# start of Reading passage

RNN (Recurrent Neural Network)

RNN
python
Text generation with RNN
Author

ujjal

Published

June 27, 2023

RNN (Recurrent Neural Network)

  • A RNN is a type of artificial neural network which uses sequential data or time series data
  • A RNN is a several copy of same neural network that are aligned togther and each one passes its output to the next one
  • Each copy call timestep because it receives different input at different time step
  • RNN are call recurrent because they perform the same task for every element of a sequence.
  • RNN have a memory which capture information about what has been calculated so far #### Application
  • Rnn are used for time series analysis
  • when we need to make a predction based on previous data, not only current data

Problems of standard network:

  • Inputs, outputs can be different lengths in different examples.
  • Doesn’t share features learned across different positions of text.

Types of RNN:

  • one-to-one
  • one-to-many
  • many-to-one
  • many-to-many

Unfolding RNN

RNN backpropagation through time

forward pass

Backword pass

The BPTT algorithm is used to calculate the gradients of the loss with respect to the parameters of the RNN

first calculate gradient with respect to (\(w_0\))

# end of Reading passage
# start of Data provided

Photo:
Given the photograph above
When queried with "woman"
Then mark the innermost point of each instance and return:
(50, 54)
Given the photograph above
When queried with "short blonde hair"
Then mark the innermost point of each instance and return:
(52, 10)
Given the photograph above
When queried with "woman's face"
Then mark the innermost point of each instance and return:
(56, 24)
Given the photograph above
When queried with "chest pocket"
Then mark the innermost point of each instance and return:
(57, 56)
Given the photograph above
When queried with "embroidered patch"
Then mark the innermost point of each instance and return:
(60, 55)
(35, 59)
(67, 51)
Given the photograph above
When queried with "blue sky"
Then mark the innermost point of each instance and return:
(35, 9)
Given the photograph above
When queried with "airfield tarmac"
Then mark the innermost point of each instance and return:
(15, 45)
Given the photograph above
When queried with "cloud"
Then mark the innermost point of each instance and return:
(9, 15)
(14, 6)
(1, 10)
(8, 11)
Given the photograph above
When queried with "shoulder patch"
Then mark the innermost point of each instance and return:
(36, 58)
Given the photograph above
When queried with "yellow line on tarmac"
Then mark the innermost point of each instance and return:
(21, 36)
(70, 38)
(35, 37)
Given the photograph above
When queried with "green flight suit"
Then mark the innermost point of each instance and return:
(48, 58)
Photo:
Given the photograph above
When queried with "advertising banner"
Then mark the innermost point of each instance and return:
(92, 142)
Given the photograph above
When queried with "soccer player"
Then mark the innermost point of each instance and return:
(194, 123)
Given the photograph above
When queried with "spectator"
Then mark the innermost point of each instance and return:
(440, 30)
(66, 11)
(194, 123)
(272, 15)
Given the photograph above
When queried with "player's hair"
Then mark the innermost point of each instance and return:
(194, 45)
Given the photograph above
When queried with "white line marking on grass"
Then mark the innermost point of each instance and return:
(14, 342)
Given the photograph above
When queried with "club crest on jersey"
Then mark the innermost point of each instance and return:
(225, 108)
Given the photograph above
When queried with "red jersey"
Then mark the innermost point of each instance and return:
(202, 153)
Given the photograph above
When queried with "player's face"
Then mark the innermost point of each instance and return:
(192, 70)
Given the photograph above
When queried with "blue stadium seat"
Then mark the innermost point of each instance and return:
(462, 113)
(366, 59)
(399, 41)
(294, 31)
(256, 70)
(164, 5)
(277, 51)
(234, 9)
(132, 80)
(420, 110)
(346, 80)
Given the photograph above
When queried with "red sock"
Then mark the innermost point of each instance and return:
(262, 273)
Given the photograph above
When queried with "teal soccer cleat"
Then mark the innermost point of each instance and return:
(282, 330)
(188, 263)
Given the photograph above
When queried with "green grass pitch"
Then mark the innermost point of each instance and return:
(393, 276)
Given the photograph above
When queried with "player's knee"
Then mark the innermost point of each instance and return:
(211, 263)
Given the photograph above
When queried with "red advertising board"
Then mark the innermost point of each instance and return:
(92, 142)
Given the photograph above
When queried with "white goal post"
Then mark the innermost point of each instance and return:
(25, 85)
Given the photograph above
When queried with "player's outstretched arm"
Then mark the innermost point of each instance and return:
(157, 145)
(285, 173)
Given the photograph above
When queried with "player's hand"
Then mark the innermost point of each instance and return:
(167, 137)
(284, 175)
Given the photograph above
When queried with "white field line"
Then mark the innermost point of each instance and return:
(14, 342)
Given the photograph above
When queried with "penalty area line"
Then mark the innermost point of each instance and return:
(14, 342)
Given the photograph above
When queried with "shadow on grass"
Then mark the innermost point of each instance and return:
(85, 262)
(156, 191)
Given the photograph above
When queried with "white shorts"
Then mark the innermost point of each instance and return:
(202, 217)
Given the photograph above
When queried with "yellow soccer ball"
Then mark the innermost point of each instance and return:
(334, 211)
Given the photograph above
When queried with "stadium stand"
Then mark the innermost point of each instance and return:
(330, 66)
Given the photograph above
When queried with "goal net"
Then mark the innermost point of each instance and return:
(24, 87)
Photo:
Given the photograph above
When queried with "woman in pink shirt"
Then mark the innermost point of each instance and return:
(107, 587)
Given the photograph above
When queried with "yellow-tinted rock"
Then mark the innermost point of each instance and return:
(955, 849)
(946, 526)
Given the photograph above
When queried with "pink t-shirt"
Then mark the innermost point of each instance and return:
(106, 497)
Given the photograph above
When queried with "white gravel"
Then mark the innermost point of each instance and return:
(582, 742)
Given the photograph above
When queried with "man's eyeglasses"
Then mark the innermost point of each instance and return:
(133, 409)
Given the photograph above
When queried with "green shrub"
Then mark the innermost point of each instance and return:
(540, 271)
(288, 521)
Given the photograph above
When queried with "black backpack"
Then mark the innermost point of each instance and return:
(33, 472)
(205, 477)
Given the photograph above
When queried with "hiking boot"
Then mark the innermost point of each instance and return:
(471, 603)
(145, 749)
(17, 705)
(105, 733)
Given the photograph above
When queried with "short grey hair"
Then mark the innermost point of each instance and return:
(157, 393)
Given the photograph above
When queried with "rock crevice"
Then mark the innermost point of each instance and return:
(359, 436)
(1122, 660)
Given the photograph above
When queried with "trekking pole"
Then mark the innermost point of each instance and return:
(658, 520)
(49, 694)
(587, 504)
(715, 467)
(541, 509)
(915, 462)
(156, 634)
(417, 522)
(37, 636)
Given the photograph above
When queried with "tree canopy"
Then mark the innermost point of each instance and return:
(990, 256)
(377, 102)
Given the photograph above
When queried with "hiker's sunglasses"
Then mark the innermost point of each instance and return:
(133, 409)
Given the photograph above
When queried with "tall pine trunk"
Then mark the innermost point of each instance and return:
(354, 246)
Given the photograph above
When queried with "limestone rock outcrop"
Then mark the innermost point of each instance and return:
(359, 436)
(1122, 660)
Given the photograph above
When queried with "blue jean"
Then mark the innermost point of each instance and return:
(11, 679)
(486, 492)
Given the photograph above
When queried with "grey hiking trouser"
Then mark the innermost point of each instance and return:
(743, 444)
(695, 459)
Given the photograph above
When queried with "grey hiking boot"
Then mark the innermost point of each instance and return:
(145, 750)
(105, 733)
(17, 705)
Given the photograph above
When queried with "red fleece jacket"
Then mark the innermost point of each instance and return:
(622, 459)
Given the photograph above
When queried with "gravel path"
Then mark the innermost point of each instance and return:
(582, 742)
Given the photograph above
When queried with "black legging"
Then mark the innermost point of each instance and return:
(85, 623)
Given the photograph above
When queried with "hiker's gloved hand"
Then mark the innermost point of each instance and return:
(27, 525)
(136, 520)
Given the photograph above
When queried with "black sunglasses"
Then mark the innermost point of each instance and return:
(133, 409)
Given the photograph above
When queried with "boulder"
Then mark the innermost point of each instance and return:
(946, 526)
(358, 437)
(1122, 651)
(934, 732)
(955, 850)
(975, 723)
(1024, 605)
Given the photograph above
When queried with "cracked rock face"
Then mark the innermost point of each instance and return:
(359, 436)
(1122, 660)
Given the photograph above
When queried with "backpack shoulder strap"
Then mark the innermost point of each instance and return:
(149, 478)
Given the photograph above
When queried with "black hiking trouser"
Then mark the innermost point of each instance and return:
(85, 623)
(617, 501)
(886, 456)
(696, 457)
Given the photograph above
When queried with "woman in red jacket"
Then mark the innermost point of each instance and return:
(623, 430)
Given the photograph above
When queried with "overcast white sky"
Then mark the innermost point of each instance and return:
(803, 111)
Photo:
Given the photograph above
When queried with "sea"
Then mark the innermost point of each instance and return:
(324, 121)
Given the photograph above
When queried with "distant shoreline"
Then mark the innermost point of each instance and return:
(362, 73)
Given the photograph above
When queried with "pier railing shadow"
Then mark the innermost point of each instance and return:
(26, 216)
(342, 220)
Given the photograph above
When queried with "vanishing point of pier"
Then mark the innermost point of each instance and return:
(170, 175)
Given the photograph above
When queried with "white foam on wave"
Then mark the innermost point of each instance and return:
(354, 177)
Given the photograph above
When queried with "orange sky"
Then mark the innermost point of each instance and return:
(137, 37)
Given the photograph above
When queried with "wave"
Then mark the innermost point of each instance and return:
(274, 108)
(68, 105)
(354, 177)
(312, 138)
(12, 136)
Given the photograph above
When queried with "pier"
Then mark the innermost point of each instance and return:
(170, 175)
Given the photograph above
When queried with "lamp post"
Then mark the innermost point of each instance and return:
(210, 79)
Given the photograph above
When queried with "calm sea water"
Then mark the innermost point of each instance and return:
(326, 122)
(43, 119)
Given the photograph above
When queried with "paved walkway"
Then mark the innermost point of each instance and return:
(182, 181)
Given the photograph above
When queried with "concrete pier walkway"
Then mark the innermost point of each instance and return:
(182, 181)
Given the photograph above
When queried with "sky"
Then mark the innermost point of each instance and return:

# end of Data provided

◆ **Set tasks**:
[A] From the recurrent neural network page above, extract the passage that begins at the words "RNN backpropagation through" and ends after the words "respect to (\(w_0\))".
[B] List every type of RNN named in the recurrent neural network page above.

◆ **Responses to the exercise**:
[A]
RNN backpropagation through time

forward pass

Backword pass

The BPTT algorithm is used to calculate the gradients of the loss with respect to the parameters of the RNN

first calculate gradient with respect to (\(w_0\))

[B]
- one-to-one
- one-to-many
- many-to-one
- many-to-many